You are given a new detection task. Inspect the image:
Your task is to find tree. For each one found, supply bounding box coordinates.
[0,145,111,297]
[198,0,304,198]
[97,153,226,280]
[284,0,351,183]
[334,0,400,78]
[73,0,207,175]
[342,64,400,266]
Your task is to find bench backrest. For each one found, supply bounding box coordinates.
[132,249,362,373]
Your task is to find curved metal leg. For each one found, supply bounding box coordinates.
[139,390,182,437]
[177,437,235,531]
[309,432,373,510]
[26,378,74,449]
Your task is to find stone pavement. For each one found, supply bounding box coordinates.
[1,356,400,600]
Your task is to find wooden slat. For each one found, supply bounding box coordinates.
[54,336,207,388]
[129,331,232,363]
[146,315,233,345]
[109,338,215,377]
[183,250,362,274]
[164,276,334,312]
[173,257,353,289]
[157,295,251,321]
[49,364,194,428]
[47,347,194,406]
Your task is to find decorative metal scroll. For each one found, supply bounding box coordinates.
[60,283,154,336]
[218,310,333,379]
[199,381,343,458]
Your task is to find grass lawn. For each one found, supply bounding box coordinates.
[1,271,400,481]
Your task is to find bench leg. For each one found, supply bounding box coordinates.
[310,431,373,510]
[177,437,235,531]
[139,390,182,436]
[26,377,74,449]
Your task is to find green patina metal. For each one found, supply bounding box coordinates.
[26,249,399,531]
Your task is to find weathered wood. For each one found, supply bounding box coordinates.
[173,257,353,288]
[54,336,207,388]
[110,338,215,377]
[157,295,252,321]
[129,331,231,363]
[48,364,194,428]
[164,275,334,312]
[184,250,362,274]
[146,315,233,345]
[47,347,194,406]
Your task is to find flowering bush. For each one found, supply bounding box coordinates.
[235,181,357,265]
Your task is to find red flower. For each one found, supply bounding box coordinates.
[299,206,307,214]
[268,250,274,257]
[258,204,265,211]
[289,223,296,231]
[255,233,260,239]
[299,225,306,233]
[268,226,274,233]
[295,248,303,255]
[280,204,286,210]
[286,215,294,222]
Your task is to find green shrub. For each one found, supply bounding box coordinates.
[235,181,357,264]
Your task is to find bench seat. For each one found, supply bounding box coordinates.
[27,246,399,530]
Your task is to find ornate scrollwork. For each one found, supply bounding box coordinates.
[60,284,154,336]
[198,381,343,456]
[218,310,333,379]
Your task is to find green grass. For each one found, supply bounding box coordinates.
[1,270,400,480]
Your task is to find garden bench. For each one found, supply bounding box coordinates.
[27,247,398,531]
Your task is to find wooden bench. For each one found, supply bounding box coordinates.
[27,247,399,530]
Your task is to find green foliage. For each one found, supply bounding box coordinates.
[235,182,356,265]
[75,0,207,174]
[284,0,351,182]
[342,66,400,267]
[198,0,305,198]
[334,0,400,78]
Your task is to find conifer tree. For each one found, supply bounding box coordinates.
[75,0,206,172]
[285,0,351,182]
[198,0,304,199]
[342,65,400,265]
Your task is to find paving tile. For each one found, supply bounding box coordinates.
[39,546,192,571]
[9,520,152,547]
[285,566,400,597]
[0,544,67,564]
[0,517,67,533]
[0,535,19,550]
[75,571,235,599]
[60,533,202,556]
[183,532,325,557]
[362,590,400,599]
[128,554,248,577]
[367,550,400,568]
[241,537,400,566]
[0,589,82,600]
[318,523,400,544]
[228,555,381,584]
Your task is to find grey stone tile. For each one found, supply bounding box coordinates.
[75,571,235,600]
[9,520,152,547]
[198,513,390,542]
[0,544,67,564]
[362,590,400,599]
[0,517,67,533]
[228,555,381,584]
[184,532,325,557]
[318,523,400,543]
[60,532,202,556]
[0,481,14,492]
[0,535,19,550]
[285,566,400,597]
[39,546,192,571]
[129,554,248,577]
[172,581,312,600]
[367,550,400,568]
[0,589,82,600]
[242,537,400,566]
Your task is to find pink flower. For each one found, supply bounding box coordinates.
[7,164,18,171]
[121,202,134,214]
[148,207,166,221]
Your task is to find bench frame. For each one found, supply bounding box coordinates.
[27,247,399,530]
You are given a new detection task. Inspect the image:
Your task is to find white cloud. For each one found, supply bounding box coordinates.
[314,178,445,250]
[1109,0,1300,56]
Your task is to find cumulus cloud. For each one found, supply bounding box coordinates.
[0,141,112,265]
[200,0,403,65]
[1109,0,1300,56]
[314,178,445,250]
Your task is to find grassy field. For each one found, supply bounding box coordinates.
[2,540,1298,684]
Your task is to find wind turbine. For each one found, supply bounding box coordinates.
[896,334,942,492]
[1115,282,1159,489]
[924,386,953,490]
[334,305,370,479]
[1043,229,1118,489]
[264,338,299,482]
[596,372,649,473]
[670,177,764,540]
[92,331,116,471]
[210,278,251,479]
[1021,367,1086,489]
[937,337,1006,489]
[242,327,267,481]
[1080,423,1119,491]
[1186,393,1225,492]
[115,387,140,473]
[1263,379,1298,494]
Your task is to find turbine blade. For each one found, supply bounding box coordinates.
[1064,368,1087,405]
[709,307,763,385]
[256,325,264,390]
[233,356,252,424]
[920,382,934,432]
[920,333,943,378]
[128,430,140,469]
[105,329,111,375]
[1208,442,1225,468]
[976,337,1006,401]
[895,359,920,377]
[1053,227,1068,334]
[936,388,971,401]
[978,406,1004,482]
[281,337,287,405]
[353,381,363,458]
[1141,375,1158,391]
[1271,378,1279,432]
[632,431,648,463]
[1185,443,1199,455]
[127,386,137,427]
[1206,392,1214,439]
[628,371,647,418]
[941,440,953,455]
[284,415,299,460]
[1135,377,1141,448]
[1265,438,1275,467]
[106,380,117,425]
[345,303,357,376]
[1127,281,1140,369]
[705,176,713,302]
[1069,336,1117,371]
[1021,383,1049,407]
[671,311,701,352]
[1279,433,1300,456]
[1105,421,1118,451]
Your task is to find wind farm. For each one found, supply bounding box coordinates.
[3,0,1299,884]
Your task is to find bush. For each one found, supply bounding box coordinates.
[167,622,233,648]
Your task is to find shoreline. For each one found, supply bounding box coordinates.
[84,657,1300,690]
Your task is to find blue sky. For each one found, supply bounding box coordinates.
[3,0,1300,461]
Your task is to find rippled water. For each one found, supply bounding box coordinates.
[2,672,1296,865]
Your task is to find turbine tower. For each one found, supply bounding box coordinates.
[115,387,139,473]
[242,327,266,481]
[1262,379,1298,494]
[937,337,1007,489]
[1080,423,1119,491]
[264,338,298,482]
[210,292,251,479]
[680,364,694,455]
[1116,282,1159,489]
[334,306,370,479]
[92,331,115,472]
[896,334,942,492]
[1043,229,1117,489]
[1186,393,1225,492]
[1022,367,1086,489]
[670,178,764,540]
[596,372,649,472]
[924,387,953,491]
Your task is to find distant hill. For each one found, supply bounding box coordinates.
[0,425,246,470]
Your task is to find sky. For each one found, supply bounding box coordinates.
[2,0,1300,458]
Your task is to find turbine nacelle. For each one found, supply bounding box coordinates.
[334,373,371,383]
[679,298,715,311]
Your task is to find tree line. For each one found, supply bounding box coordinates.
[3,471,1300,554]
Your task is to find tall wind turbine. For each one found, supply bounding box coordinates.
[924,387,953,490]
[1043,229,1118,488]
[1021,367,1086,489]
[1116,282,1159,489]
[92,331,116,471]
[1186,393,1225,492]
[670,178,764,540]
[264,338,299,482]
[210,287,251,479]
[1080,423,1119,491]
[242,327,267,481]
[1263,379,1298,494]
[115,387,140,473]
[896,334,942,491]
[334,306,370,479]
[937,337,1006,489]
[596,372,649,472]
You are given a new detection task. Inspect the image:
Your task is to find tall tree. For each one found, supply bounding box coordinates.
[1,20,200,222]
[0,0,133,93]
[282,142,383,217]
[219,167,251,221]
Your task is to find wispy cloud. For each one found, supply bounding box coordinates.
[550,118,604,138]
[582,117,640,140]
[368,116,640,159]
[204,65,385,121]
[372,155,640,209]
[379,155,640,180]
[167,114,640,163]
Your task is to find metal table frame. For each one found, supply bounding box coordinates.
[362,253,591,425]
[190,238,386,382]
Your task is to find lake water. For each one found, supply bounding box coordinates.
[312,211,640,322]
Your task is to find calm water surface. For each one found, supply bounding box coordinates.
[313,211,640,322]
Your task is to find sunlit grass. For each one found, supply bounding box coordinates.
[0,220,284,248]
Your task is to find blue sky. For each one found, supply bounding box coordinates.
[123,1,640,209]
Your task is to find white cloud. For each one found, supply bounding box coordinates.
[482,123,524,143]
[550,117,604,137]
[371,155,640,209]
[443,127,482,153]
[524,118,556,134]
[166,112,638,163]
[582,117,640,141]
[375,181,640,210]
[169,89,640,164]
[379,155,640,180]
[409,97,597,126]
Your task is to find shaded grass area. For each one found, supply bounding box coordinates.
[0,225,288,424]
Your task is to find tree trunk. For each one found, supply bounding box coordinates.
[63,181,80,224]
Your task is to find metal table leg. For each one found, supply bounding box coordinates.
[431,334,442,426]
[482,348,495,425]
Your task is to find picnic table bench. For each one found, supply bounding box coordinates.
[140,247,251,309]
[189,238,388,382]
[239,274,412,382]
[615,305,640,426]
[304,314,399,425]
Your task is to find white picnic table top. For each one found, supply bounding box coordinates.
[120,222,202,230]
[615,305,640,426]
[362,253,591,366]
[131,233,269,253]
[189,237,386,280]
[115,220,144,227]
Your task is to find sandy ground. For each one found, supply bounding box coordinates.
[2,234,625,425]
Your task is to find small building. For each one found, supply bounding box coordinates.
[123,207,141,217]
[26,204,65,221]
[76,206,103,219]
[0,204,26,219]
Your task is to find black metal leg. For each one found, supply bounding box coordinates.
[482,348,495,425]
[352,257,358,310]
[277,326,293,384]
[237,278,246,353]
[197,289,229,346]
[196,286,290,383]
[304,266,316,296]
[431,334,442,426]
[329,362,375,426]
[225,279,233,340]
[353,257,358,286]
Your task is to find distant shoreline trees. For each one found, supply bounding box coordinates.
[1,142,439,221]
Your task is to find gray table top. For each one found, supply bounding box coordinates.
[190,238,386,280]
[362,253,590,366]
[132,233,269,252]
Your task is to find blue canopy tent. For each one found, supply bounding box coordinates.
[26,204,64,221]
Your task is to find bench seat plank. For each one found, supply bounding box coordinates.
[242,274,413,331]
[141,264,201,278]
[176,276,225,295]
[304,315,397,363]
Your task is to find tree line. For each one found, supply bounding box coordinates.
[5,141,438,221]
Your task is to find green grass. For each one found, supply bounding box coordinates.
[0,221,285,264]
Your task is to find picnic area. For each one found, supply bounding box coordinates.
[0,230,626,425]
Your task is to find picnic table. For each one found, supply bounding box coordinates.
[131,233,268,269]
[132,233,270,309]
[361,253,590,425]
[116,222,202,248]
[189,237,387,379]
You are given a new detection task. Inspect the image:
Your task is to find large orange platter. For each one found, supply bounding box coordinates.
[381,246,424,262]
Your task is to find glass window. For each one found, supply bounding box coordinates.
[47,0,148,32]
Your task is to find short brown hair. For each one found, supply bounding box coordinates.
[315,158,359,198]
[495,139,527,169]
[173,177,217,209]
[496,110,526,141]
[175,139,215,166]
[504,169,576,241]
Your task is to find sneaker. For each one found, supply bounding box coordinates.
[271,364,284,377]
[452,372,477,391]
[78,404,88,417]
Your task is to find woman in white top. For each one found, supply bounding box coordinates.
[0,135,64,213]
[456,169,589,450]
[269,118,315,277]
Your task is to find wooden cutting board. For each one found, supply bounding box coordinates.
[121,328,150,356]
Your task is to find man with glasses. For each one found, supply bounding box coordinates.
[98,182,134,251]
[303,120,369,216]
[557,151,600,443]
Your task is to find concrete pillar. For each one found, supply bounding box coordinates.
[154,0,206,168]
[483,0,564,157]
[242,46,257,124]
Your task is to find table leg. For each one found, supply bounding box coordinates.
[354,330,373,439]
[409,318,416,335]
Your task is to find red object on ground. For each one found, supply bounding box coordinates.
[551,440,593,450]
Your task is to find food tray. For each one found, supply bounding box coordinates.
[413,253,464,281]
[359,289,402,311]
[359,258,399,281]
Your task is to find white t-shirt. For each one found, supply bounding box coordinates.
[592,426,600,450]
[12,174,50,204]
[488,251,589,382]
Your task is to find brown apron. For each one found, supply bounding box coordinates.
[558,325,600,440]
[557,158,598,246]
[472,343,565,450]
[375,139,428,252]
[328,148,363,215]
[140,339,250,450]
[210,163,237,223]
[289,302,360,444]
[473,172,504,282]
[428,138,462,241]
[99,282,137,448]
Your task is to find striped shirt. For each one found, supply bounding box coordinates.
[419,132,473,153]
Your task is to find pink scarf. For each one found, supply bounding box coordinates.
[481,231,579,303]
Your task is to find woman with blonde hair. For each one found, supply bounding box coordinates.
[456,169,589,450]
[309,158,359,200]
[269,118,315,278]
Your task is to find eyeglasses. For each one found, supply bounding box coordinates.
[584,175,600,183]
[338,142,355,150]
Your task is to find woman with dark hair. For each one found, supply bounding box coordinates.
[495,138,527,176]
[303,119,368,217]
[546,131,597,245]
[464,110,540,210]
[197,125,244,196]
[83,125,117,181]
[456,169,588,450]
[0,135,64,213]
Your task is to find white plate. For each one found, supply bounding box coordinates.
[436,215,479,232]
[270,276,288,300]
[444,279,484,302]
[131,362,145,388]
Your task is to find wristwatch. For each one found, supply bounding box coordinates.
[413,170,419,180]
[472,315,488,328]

ASSIGNMENT
Everything from the line with "Your task is to find eyeglasses." down to the final line above is to be retyped exactly. Leave the earlier lines out.

EXERCISE OUTPUT
Your task is to find eyeglasses. For each one found, supply bounding box coordinates.
[584,175,600,183]
[338,142,355,150]
Your task is to find woman with dark hair. For each one found, supply bounding box coordinates.
[495,138,527,176]
[303,119,368,217]
[546,131,597,245]
[464,110,540,210]
[197,125,244,196]
[83,125,117,181]
[456,169,588,450]
[0,135,64,213]
Your task is to find white plate. For each one found, supply bounding box coordinates.
[436,215,479,232]
[270,276,288,300]
[444,279,484,302]
[131,362,145,388]
Your task is to find wristwatch. For each one found, supply bounding box coordinates.
[413,170,419,180]
[472,315,488,328]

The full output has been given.